Exclude the pictures and return every line exactly as written.

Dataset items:
────
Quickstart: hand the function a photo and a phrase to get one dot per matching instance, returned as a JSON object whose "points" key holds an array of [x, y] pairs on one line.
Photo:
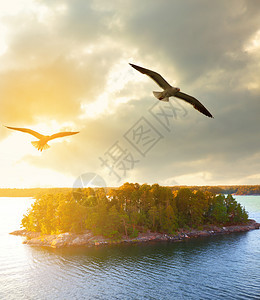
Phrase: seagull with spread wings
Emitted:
{"points": [[169, 91], [43, 139]]}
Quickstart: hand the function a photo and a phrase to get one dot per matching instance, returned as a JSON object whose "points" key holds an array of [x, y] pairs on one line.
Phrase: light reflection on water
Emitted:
{"points": [[220, 267]]}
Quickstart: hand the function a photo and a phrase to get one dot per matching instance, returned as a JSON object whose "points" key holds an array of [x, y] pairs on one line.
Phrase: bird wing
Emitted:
{"points": [[193, 101], [32, 132], [62, 134], [155, 76]]}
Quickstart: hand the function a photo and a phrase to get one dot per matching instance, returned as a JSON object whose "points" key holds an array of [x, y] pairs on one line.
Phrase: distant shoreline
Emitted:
{"points": [[87, 239]]}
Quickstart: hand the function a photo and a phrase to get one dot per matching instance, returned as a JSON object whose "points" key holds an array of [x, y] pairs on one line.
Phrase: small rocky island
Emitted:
{"points": [[131, 213], [87, 238]]}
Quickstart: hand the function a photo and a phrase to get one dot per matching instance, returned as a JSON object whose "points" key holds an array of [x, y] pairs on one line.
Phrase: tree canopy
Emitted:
{"points": [[129, 209]]}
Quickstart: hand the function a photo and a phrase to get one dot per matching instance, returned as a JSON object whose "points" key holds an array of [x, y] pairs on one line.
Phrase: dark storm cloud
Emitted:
{"points": [[202, 45]]}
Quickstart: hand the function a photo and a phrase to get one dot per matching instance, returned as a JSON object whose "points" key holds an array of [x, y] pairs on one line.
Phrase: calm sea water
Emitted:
{"points": [[220, 267]]}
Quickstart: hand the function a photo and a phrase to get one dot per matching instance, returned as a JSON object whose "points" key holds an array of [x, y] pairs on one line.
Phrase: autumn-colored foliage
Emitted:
{"points": [[129, 209]]}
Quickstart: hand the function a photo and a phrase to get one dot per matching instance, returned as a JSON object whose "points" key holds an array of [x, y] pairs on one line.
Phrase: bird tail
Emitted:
{"points": [[39, 146], [159, 96]]}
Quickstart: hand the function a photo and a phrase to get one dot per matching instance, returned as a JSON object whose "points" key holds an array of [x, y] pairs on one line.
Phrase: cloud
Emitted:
{"points": [[68, 55]]}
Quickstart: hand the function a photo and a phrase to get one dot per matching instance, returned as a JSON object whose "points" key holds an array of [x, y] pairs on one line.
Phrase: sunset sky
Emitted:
{"points": [[64, 67]]}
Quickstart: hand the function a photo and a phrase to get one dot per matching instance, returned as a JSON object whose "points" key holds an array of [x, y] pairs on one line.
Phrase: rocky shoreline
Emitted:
{"points": [[69, 239]]}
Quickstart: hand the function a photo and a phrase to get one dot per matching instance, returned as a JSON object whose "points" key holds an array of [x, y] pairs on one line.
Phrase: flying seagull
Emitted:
{"points": [[169, 91], [43, 139]]}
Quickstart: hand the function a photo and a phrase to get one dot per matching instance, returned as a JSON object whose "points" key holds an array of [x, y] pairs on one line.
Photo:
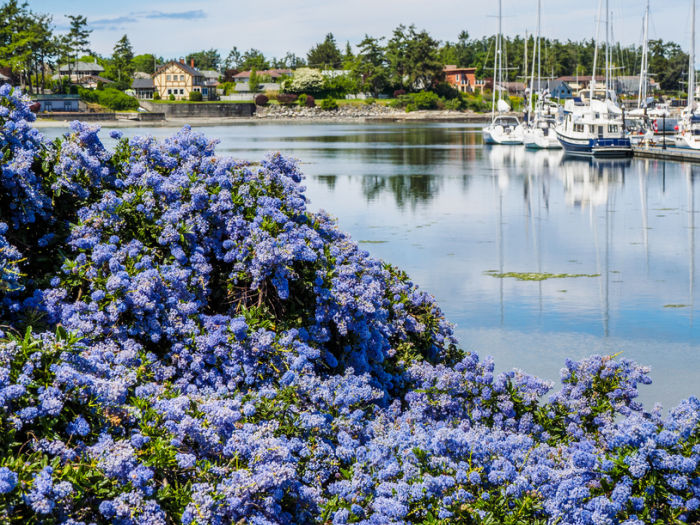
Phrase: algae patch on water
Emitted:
{"points": [[533, 276]]}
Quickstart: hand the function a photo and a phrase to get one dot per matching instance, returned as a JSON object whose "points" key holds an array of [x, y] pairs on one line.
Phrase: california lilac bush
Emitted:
{"points": [[183, 341]]}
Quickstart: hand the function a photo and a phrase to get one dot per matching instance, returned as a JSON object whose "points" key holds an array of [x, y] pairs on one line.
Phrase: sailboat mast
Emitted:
{"points": [[691, 59], [500, 46], [595, 50], [539, 42], [534, 54], [607, 48], [645, 59]]}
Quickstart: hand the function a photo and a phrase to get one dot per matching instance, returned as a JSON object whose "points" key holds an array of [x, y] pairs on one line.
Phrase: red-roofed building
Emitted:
{"points": [[461, 78]]}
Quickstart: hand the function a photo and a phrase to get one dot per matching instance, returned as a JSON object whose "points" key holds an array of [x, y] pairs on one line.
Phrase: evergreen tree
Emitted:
{"points": [[414, 59], [254, 58], [233, 59], [325, 55], [210, 59], [77, 40], [122, 57], [370, 66]]}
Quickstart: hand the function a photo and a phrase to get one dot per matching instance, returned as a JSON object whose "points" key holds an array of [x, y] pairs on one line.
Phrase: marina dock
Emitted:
{"points": [[668, 153]]}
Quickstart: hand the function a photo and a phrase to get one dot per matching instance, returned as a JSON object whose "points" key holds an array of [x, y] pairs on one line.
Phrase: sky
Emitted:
{"points": [[175, 28]]}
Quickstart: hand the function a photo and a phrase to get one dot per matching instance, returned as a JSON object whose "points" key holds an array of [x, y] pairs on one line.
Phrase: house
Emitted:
{"points": [[79, 69], [514, 89], [92, 81], [580, 83], [557, 89], [143, 88], [629, 85], [49, 103], [461, 78], [210, 74], [274, 75], [179, 80]]}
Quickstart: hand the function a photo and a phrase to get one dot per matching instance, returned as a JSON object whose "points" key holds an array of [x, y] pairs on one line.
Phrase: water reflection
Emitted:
{"points": [[589, 182]]}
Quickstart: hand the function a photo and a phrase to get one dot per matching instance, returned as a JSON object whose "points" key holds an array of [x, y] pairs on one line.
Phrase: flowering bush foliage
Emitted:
{"points": [[185, 342]]}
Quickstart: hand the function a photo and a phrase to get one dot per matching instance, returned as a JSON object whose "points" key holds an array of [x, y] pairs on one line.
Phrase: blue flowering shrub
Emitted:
{"points": [[183, 341]]}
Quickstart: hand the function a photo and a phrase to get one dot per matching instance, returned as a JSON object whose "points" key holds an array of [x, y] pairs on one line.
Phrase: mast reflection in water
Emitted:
{"points": [[431, 199]]}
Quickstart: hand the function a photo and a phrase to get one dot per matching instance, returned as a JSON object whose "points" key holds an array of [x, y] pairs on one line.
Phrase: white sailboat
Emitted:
{"points": [[597, 128], [688, 135], [503, 129], [540, 134], [647, 110]]}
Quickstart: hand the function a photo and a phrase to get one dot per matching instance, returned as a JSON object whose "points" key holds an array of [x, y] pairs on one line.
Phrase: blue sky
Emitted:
{"points": [[176, 27]]}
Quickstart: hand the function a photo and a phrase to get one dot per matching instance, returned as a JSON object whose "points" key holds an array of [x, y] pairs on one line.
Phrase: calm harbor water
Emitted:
{"points": [[431, 199]]}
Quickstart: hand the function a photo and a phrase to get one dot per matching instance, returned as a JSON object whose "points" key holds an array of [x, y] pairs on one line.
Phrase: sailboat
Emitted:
{"points": [[540, 133], [688, 135], [597, 128], [502, 129]]}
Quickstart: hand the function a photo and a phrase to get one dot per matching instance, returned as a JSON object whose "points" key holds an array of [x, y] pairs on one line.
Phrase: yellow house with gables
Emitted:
{"points": [[179, 80]]}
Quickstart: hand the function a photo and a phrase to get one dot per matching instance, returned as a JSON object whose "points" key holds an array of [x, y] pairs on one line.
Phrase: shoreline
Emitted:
{"points": [[395, 117]]}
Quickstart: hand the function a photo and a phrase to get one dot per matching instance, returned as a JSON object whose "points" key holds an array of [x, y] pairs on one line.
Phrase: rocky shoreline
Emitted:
{"points": [[365, 112], [344, 113]]}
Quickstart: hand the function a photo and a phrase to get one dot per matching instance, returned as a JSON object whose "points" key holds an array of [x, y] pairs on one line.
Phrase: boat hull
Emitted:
{"points": [[687, 142], [594, 147], [534, 140], [497, 136]]}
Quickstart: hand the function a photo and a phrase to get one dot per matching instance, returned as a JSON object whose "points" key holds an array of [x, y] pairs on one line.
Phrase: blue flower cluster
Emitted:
{"points": [[200, 348]]}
────
- _Full response_
Quickstart: hand the function a photo and a phrase to get one dot per matching instance, returned as a JSON object whose "points" key holds an array of [x, y] pairs on one line.
Photo:
Phrase: seagull with spread wings
Emitted:
{"points": [[169, 91], [43, 139]]}
Quickstart: hand the function a photo and a phrase to get one dot per matching instance, returned as a JSON object whose "points" key holds an array of [x, y] pairs on one line.
Phrase: light reflection on water
Emitted:
{"points": [[220, 267]]}
Quickstart: hand the function a photo and a phrase to get one dot per matching instance, returned as a JSON object whose "points" key holds an array of [x, y] pairs on one line.
Phrase: bird wing
Emitted:
{"points": [[193, 101], [32, 132], [62, 134], [155, 76]]}
Quickstart: hand the function a photo and a phrase to get one dot per matching instance, returned as a JSON object whose "points" key holds an array of [x, y] pairs on one line.
Phrase: distant shoreline
Emitted:
{"points": [[87, 239]]}
Quickstart: hand the function a photo and a phrase to get one dot per matching instance, returned as a JSON object whose "points" key holds an array of [x, y] pairs on one line.
Phrase: small rocky island
Emitted:
{"points": [[131, 213], [87, 238]]}
Quickstart: hand the function a photo and a phrase to get one dot per matching instance, returned as a JSON object whose "points" key holds an array of [x, y] pairs on one line.
Phrase: tree canopy
Emitted:
{"points": [[129, 209]]}
Quickstart: hand the function a photo and a phrase to get one dot per matching instance, returned as a JSON object whose "points" key holds an array of [x, y] pairs on one line.
Phrase: dark storm cloud
Emitted:
{"points": [[202, 45]]}
Quickstart: hand the function a photo and a phrase to get one dot per matching instance, returned as a JSON object whose "points" key holds an array of [x, y] pairs on one line.
Phrase: calm sea water
Emitted:
{"points": [[220, 267]]}
Quickstart: hand the function a photo and a phrase to get one dot per matching instance, returned as a JSON object whose "points" key holds an array of [x, y] pairs on one line.
Phrase: autumn-colored foliage
Emitted:
{"points": [[129, 209]]}
Quickstart: hand the function a photo and a phrase to get one dot per matching instance, returned as a JSON object whose "points" key holds an array of [x, y] pairs on one line.
Phrase: bird tail
Emitted:
{"points": [[39, 146], [159, 96]]}
Quickstart: hand the function a photo and a phrase to get one dot per matching instance, returned as a JSON object whose "points" key holds an array of [x, y] pairs on one line.
Phrase: cloud
Emitted:
{"points": [[68, 55]]}
Quickstart: hand the function a photo and a phrase to get one dot per matching instance, returned as a JSON object whose "points" key holds an array of [x, y] pairs on one line.
Phrase: sunset sky
Emitted:
{"points": [[64, 67]]}
Quickstart: hand the function a photo and a phrase to get one dot per matching instance, returned as a JSON object whose "points" key holds an array of [x, y] pairs on one line.
Phrase: rocky shoreline
Emitted:
{"points": [[69, 239]]}
Quickstart: hand the function a photo and a phrase to get one dot per matching instance, returned as a JSON object whose "points" key holds an array of [x, y] pairs on one line.
Phrase: flying seagull
Emitted:
{"points": [[169, 91], [43, 139]]}
Quickstart: hand the function a photo and a phrase to get one dot per matching instance, returned as a JSON object whose "points" key holds an array of [x, y] pairs on one line.
Photo:
Phrase: algae patch on water
Emitted:
{"points": [[533, 276]]}
Quickstart: hand the function a photo and a phrase to get one dot per matching instance, returned as a JSON object whose "points" key holds an array of [x, y] pairs on one line.
Phrase: california lilac bush
Emitted:
{"points": [[183, 341]]}
Quickstart: hand the function a photo and a phrase to get one dot per matching instance, returned as a JSON object whose "points" key holds an array of [x, y] pairs on one line.
Phrase: sailboat mast
Emitted:
{"points": [[691, 59], [500, 46], [595, 50], [539, 42], [534, 54], [607, 48], [645, 59]]}
Quickstart: hand the function a photo and a phrase to get one dot per matching instance, returned as a JSON object whose "points" key holds an array of [x, y] pairs on one line.
Phrase: red-roofed building
Emitted:
{"points": [[461, 78]]}
Quickstart: hand the function a photo and a phrase to get one dot per matching instance, returned as a JSON object whose "points" key holds an array of [x, y] pairs on one line.
Phrase: evergreen tree
Emitted:
{"points": [[414, 59], [254, 58], [233, 59], [325, 55], [210, 59], [77, 40], [122, 57], [370, 66]]}
Quickstart: hand the function a photo and a phrase to get one dot per matching instance, returned as a JSON object whose "points" key holds an array of [x, y] pairs on one line.
Phrase: marina dock
Emitted:
{"points": [[668, 153]]}
Quickstart: hand the function a photo and a phrase to get one dot per matching instance, returned as a JSON object whose "points" key holds an array of [x, y] pairs on one line.
Phrase: sky
Emitted:
{"points": [[175, 28]]}
Quickstart: hand the function a photo and a phrase to get one dot per matching instance, returned as a JSON object whose "points" key holds an array of [x, y] pairs on one line.
Phrase: house
Emitted:
{"points": [[79, 69], [514, 89], [92, 81], [580, 83], [557, 89], [143, 88], [629, 85], [49, 103], [461, 78], [210, 74], [274, 75], [179, 80]]}
Quickstart: hand the function a photo and a phrase to get one dot per matching instance, returned as a JSON object whose "points" key holds an array of [x, y] pairs on one line.
Phrase: water reflection
Emitted:
{"points": [[589, 182]]}
Quickstart: hand the function a photo and a phrase to get one dot per matching instance, returned as a JSON object whose "points" key holds an array of [x, y] pairs on one line.
Phrase: flowering bush foliage
Emitted:
{"points": [[185, 342]]}
Quickstart: hand the function a photo and a phrase to get one dot per matching instance, returned as a JSON object whose "points" key holds an array of [x, y] pairs on one line.
Phrase: blue flowering shrub
Emitted:
{"points": [[183, 341]]}
Quickstart: hand the function a photo and a phrase to get one dot per matching instance, returned as a JSON object whose "points" key holds an array of [x, y] pairs on one line.
Phrase: mast reflection in water
Emitted:
{"points": [[431, 199]]}
Quickstart: hand the function a photo and a phrase to get one dot per matching instance, returned as a JSON object whose "points" key holds an array of [x, y] pairs on one line.
Phrase: white sailboat
Emitted:
{"points": [[597, 128], [688, 135], [503, 129], [540, 134], [647, 110]]}
Quickstart: hand the function a photo and a phrase to get one dot per matching instance, returned as a JSON object whose "points" key holds an array of [x, y] pairs on one line.
Phrase: blue sky
Emitted:
{"points": [[176, 27]]}
Quickstart: hand the function a photo and a phrase to get one dot per matching instance, returned as a JSON object whose "points" key holds an array of [x, y] pairs on one line.
Phrase: calm harbor water
Emitted:
{"points": [[431, 199]]}
Quickstart: hand the function a photo and a phrase to get one dot per matching instance, returned as a JSON object whose "points" key holds an array of [x, y] pairs on one line.
Phrase: sailboat
Emitted:
{"points": [[540, 133], [688, 135], [597, 128], [502, 129]]}
Quickstart: hand the function a photo and a phrase to get one dot per matching instance, returned as a JSON object whose "points" key holds an array of [x, y] pairs on one line.
Phrase: yellow house with gables
Emitted:
{"points": [[179, 80]]}
Quickstart: hand the function a photo and a phrase to get one dot per matching instance, returned as a JSON object whose "points" key holds an array of [x, y] pairs on one line.
Phrase: shoreline
Emitted:
{"points": [[395, 117]]}
Quickstart: hand the function a photo and a phrase to get one dot per matching instance, returned as a JSON object whose "points" key holds an array of [x, y] pairs on one line.
Phrase: rocky shoreline
Emitted:
{"points": [[365, 112], [344, 113]]}
Quickstart: hand the function a photo and a phrase to get one dot per matching instance, returned as a JSON object whose "points" key holds an array of [x, y] pairs on one line.
Phrase: boat hull
Emitted:
{"points": [[687, 142], [594, 147], [534, 140], [497, 136]]}
Quickstart: hand the function a photo and a phrase to get one dot per matching instance, returned as a JSON object whose "points" key holds an array of [x, y] pairs on one line.
Phrase: blue flower cluster
Emitted:
{"points": [[200, 348]]}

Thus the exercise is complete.